EXERCISE: Could you transcribe each entry below exactly, minus the images?

(Stored data entries)
#####

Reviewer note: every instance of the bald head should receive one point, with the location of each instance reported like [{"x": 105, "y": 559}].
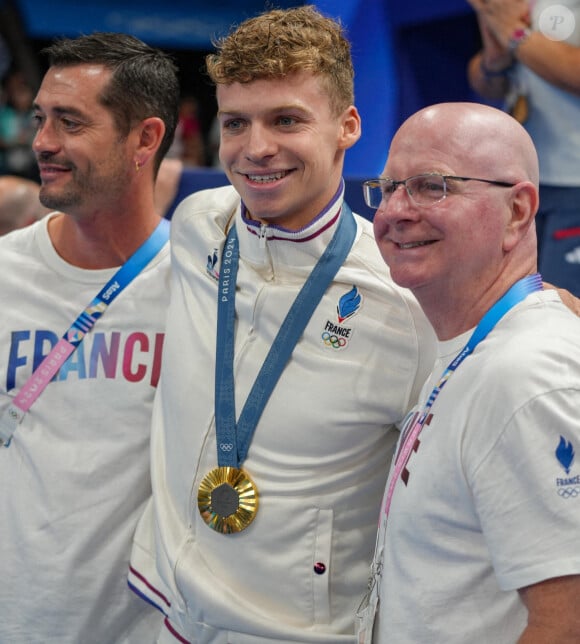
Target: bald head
[
  {"x": 475, "y": 236},
  {"x": 484, "y": 140},
  {"x": 19, "y": 203}
]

#####

OUTPUT FOR THIS TASK:
Reviewer note: every instance of the bald head should receive one point, with the location of each instance reported like [{"x": 105, "y": 559}].
Target: bald head
[
  {"x": 475, "y": 236},
  {"x": 484, "y": 140},
  {"x": 19, "y": 203}
]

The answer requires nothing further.